- [Dataset excerpts]
- Opening Delimiter -

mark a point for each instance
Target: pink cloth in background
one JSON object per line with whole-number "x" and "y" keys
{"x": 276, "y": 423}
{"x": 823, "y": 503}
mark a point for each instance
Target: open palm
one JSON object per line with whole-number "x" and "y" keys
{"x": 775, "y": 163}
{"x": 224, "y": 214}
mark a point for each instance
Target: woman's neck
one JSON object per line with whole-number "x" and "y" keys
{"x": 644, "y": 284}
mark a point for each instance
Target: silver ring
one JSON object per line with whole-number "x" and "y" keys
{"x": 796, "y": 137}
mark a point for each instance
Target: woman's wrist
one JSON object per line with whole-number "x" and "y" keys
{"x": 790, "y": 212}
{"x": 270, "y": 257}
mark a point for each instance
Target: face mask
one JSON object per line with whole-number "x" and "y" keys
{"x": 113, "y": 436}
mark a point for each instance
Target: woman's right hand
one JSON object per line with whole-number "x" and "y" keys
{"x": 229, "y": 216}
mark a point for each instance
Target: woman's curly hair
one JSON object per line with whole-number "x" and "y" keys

- Closing Delimiter -

- [Instructions to follow] Scan the entries above for the word "Target" and collect each line holding it.

- [Exercise solution]
Target: pink cloth in background
Target: open palm
Target: woman's neck
Target: silver ring
Target: woman's wrist
Target: face mask
Target: woman's right hand
Target: woman's curly hair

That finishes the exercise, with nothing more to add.